• _DIRECTION_
Edit the records below by changing "formatted sample" to "reference sample" everywhere it appears, keeping every other line as it is. Leave the pictures out of your version.

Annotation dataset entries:
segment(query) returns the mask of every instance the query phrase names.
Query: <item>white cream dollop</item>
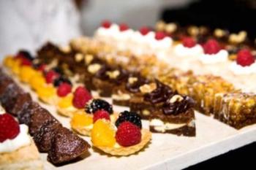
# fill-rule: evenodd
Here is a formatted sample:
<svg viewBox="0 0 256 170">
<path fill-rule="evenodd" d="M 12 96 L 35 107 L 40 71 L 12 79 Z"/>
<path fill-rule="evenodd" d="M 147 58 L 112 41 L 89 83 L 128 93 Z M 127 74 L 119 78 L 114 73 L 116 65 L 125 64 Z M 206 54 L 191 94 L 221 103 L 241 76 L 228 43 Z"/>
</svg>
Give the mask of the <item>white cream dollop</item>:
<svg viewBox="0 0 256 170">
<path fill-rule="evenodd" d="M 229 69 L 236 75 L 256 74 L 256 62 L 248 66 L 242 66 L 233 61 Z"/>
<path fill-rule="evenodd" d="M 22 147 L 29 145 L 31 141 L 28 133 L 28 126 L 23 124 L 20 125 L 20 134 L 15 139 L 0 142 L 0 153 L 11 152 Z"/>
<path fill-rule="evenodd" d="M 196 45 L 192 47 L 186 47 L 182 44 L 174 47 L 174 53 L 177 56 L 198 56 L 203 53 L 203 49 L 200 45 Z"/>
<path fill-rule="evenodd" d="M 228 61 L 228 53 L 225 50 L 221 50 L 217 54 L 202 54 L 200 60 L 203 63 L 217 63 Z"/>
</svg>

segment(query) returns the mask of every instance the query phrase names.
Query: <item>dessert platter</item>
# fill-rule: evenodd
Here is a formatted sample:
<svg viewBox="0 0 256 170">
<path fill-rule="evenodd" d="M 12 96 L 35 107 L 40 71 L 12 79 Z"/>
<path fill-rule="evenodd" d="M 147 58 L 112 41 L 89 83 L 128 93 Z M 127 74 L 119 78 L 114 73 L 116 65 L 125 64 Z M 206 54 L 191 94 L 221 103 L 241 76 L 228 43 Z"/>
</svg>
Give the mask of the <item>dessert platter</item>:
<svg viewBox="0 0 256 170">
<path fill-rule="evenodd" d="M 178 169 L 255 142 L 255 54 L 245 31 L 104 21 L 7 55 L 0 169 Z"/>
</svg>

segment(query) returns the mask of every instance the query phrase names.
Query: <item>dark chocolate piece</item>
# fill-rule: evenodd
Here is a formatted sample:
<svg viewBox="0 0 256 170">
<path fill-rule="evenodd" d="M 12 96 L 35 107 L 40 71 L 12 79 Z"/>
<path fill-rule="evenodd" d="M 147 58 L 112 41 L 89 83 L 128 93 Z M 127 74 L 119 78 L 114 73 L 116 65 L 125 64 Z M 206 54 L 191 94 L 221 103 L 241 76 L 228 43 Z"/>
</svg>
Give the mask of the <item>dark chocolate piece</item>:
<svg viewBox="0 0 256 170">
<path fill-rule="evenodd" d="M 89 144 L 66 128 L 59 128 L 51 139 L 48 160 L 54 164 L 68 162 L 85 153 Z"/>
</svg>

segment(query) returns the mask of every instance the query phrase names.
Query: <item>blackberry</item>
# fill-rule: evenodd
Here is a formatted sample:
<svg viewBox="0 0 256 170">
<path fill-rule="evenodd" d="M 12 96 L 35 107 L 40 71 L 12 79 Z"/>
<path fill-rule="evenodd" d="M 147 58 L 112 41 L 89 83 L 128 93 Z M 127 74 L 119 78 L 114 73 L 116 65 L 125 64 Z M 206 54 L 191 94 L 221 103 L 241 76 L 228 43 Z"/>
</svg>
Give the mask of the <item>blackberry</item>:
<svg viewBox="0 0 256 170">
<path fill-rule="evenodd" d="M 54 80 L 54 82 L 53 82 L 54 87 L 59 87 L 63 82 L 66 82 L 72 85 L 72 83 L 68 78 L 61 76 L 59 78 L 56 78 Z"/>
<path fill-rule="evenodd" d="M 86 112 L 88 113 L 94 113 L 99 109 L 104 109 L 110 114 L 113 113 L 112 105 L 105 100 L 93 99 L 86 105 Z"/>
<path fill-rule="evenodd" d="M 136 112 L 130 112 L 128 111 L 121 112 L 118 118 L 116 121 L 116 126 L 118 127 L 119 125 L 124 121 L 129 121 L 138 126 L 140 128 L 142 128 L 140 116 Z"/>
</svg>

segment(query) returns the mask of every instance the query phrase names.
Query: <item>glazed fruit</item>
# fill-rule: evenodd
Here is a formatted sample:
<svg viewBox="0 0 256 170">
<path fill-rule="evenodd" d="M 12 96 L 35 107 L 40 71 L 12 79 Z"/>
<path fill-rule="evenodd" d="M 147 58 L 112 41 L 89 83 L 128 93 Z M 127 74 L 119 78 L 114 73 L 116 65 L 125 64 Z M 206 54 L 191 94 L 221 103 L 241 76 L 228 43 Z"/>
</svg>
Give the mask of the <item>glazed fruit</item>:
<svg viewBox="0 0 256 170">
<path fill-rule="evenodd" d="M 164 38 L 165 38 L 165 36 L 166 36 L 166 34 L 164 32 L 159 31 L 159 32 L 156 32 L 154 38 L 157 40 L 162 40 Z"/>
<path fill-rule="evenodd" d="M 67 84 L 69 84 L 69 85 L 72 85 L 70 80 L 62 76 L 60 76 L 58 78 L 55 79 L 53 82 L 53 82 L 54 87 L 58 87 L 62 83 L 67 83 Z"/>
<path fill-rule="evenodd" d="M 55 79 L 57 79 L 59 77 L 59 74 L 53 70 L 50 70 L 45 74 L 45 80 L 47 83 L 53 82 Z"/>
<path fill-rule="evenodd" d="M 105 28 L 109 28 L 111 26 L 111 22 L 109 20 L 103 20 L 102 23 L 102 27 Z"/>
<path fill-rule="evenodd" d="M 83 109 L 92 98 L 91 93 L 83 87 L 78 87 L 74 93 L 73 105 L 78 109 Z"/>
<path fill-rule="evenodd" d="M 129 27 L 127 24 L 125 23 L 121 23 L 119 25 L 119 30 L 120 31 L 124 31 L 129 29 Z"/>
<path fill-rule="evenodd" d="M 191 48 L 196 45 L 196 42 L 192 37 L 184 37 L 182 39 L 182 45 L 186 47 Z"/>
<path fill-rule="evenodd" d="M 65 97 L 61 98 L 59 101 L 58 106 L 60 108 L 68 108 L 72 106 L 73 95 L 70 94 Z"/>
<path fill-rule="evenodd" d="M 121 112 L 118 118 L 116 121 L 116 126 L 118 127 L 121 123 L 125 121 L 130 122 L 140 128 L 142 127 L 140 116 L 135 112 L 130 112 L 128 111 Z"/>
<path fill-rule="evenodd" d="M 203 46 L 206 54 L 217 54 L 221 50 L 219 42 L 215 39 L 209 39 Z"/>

• _OUTPUT_
segment(query) returns the mask of every instance the query phrase names.
Query: <item>white cream dollop</item>
# fill-rule: evenodd
Here is a reference sample:
<svg viewBox="0 0 256 170">
<path fill-rule="evenodd" d="M 12 96 L 35 107 L 40 71 L 12 79 Z"/>
<path fill-rule="evenodd" d="M 147 58 L 112 41 L 89 83 L 128 93 Z M 127 74 L 119 78 L 114 73 L 116 65 L 125 64 Z M 206 54 L 191 94 L 221 103 L 241 76 L 228 43 Z"/>
</svg>
Give the mask of the <item>white cream dollop</item>:
<svg viewBox="0 0 256 170">
<path fill-rule="evenodd" d="M 229 69 L 236 75 L 256 74 L 256 62 L 248 66 L 242 66 L 233 61 Z"/>
<path fill-rule="evenodd" d="M 22 147 L 29 145 L 31 141 L 28 133 L 28 126 L 23 124 L 20 125 L 20 134 L 15 139 L 0 142 L 0 153 L 11 152 Z"/>
<path fill-rule="evenodd" d="M 196 45 L 192 47 L 186 47 L 182 44 L 174 47 L 174 53 L 177 56 L 198 56 L 203 53 L 203 49 L 200 45 Z"/>
<path fill-rule="evenodd" d="M 228 61 L 228 53 L 225 50 L 221 50 L 217 54 L 202 54 L 200 60 L 203 63 L 217 63 Z"/>
</svg>

segment(query) returns the mask of every instance the query phrase names.
Query: <item>dessert platter</item>
# fill-rule: evenodd
Here is a reference sample:
<svg viewBox="0 0 256 170">
<path fill-rule="evenodd" d="M 12 96 L 35 107 L 40 71 L 12 79 Z"/>
<path fill-rule="evenodd" d="M 147 58 L 112 41 L 89 83 L 128 93 Z M 127 74 L 119 78 L 114 73 L 116 65 L 125 64 Z M 206 54 L 191 94 L 221 103 L 241 76 L 228 43 Z"/>
</svg>
Give the mask of the <item>dessert platter</item>:
<svg viewBox="0 0 256 170">
<path fill-rule="evenodd" d="M 178 169 L 255 142 L 255 54 L 245 31 L 104 21 L 7 55 L 0 169 Z"/>
</svg>

segment(query) returns the mask of every instance the query phrase names.
Query: <item>dark chocolate piece</item>
# fill-rule: evenodd
Here is a reference sample:
<svg viewBox="0 0 256 170">
<path fill-rule="evenodd" d="M 12 96 L 35 107 L 40 71 L 12 79 Z"/>
<path fill-rule="evenodd" d="M 147 58 L 112 41 L 89 83 L 128 93 Z M 127 74 L 119 78 L 114 73 L 116 65 L 125 64 Z M 206 54 L 191 94 L 221 103 L 241 76 L 228 43 Z"/>
</svg>
Give the mask of the <item>dark chocolate piece</item>:
<svg viewBox="0 0 256 170">
<path fill-rule="evenodd" d="M 89 144 L 66 128 L 59 128 L 51 139 L 48 160 L 54 164 L 68 162 L 85 153 Z"/>
</svg>

segment(query) returns the mask of every instance the query phrase names.
Query: <item>blackberry</item>
# fill-rule: evenodd
Here is a reference sample:
<svg viewBox="0 0 256 170">
<path fill-rule="evenodd" d="M 12 96 L 35 107 L 40 71 L 12 79 Z"/>
<path fill-rule="evenodd" d="M 147 58 L 112 41 L 89 83 L 128 93 Z M 127 74 L 119 78 L 114 73 L 116 65 L 125 64 Z M 206 54 L 191 94 L 221 103 L 241 76 L 228 43 Z"/>
</svg>
Give the mask of the <item>blackberry</item>:
<svg viewBox="0 0 256 170">
<path fill-rule="evenodd" d="M 54 80 L 54 82 L 53 82 L 54 87 L 59 87 L 63 82 L 66 82 L 72 85 L 72 83 L 68 78 L 61 76 L 59 78 L 56 78 Z"/>
<path fill-rule="evenodd" d="M 86 112 L 88 113 L 94 113 L 99 109 L 104 109 L 110 114 L 113 113 L 112 105 L 105 100 L 93 99 L 86 105 Z"/>
<path fill-rule="evenodd" d="M 136 112 L 130 112 L 128 111 L 121 112 L 118 118 L 116 121 L 116 126 L 118 127 L 119 125 L 124 121 L 129 121 L 138 126 L 140 128 L 142 128 L 140 116 Z"/>
</svg>

segment(query) returns the mask of every instance the query phrase names.
Query: <item>glazed fruit</item>
# fill-rule: evenodd
Here is a reference sample:
<svg viewBox="0 0 256 170">
<path fill-rule="evenodd" d="M 12 96 L 35 107 L 40 71 L 12 79 Z"/>
<path fill-rule="evenodd" d="M 147 58 L 112 41 L 89 83 L 128 93 Z M 127 74 L 119 78 L 114 73 L 116 65 L 125 64 Z M 206 54 L 191 94 L 221 103 L 241 76 L 228 43 Z"/>
</svg>
Give the mask of the <item>glazed fruit</item>:
<svg viewBox="0 0 256 170">
<path fill-rule="evenodd" d="M 164 38 L 165 38 L 165 36 L 166 36 L 166 34 L 164 32 L 159 31 L 159 32 L 156 32 L 154 38 L 157 40 L 162 40 Z"/>
<path fill-rule="evenodd" d="M 67 84 L 69 84 L 69 85 L 72 85 L 70 80 L 62 76 L 60 76 L 58 78 L 55 79 L 53 82 L 53 82 L 54 87 L 58 87 L 62 83 L 67 83 Z"/>
<path fill-rule="evenodd" d="M 55 79 L 57 79 L 59 77 L 59 74 L 53 70 L 50 70 L 45 74 L 45 80 L 47 83 L 53 82 Z"/>
<path fill-rule="evenodd" d="M 105 28 L 109 28 L 111 26 L 111 22 L 109 20 L 103 20 L 102 23 L 102 27 Z"/>
<path fill-rule="evenodd" d="M 83 109 L 92 98 L 91 93 L 83 87 L 78 87 L 74 93 L 73 105 L 78 109 Z"/>
<path fill-rule="evenodd" d="M 129 27 L 127 24 L 125 23 L 121 23 L 119 25 L 119 30 L 120 31 L 124 31 L 129 29 Z"/>
<path fill-rule="evenodd" d="M 191 48 L 196 45 L 196 42 L 192 37 L 184 37 L 182 39 L 182 45 L 186 47 Z"/>
<path fill-rule="evenodd" d="M 65 97 L 61 98 L 59 101 L 58 106 L 60 108 L 68 108 L 72 106 L 73 95 L 70 94 Z"/>
<path fill-rule="evenodd" d="M 121 112 L 118 118 L 116 121 L 116 126 L 118 127 L 121 123 L 125 121 L 130 122 L 140 128 L 142 127 L 140 116 L 135 112 L 130 112 L 128 111 Z"/>
<path fill-rule="evenodd" d="M 203 46 L 206 54 L 217 54 L 221 50 L 219 42 L 215 39 L 209 39 Z"/>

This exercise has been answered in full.